- Problems to work on:
a) In the passage about the Nevins Bar & Grill, how much do the collections for a killed high-steel man's family rarely fall below?
b) Transcribe the passage about Mr. Diabo from "Diabo has five" up to and including "at the television.".

- Given passage:
Diabo has five favorite Little Blue Books
— Absurdities of the Bible, by Clarence Darrow; Seven Infidel U.S. Presidents, by Joseph McCabe; Queer Facts about Lost Civilizations, by
Charles J. Finger; Why I Do Not Fear
Death, by E. Haldeman Julius; and Is
Our Civilization Over‑Sexed? by Theodore Dreiser. He carries them
around in his pockets and reads them over and over. Mr. Diabo stays in bed
until noon. Then, using a cane, he hobbles over to a neighborhood saloon, the
Nevins Bar & Grill, at 75 Nevins Street, and sits in a booth. If there is
someone around who will sit still and listen, he talks. If not, he reads a
Little Blue Book. The Nevins is the social center of the Caughnawaga colony.
The men in the gangs that work in the city customarily stop there for an hour
or so on the way home. On weekend nights, they go there with their wives and
drink Montreal ale and look at the television.
When gangs come in from out‑of‑town
jobs, they go on sprees there. When a Caughnawaga high‑steel man is
killed on the job, a collection is taken up in the Nevins for the immediate
expenses of his family; these collections rarely run less than two hundred
dollars; pasted on the bar mirror are several notes of thanks from widows.

- Data entries:
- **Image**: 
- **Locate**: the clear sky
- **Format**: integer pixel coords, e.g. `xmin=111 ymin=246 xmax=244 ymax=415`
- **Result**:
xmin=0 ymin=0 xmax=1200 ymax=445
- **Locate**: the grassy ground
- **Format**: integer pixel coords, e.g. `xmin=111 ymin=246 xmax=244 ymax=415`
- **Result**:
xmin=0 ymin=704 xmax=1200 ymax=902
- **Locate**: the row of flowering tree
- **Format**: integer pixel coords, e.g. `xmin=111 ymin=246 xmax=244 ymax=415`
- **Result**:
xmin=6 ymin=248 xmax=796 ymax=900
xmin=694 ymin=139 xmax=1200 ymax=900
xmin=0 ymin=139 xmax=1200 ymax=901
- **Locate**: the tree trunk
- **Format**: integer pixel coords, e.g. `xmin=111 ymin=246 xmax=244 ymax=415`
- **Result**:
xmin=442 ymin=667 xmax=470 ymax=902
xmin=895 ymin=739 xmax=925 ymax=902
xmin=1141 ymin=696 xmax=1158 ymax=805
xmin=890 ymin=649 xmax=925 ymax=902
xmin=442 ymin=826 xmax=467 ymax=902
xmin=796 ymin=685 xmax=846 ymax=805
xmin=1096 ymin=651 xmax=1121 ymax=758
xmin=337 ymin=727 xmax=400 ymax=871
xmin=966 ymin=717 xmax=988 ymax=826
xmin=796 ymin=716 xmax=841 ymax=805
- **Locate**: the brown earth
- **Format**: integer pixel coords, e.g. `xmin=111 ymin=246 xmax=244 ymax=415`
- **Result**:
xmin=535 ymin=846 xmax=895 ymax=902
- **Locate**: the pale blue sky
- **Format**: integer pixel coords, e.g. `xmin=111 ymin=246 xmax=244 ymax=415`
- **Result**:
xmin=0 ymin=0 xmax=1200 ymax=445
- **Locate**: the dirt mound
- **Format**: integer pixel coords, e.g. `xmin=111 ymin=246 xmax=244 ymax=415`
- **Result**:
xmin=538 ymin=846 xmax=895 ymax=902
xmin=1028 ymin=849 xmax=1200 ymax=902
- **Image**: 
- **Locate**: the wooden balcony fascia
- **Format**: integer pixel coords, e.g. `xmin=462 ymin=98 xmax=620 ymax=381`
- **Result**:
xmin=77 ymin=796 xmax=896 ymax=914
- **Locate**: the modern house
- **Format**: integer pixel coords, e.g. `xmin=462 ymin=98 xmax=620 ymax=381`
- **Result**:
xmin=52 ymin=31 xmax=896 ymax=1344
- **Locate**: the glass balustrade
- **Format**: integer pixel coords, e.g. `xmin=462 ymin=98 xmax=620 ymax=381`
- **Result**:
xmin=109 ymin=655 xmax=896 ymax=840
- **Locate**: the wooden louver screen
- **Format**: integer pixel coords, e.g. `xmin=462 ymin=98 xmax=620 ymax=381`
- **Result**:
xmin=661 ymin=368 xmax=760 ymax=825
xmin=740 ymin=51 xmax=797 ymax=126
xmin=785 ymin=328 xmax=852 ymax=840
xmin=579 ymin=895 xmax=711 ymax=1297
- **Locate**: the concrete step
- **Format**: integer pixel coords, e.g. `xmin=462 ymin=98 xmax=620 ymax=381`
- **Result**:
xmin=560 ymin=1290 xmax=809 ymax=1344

- The replies:
a) Two hundred dollars.

b)
Diabo has five favorite Little Blue Books
— Absurdities of the Bible, by Clarence Darrow; Seven Infidel U.S. Presidents, by Joseph McCabe; Queer Facts about Lost Civilizations, by
Charles J. Finger; Why I Do Not Fear
Death, by E. Haldeman Julius; and Is
Our Civilization Over‑Sexed? by Theodore Dreiser. He carries them
around in his pockets and reads them over and over. Mr. Diabo stays in bed
until noon. Then, using a cane, he hobbles over to a neighborhood saloon, the
Nevins Bar & Grill, at 75 Nevins Street, and sits in a booth. If there is
someone around who will sit still and listen, he talks. If not, he reads a
Little Blue Book. The Nevins is the social center of the Caughnawaga colony.
The men in the gangs that work in the city customarily stop there for an hour
or so on the way home. On weekend nights, they go there with their wives and
drink Montreal ale and look at the television.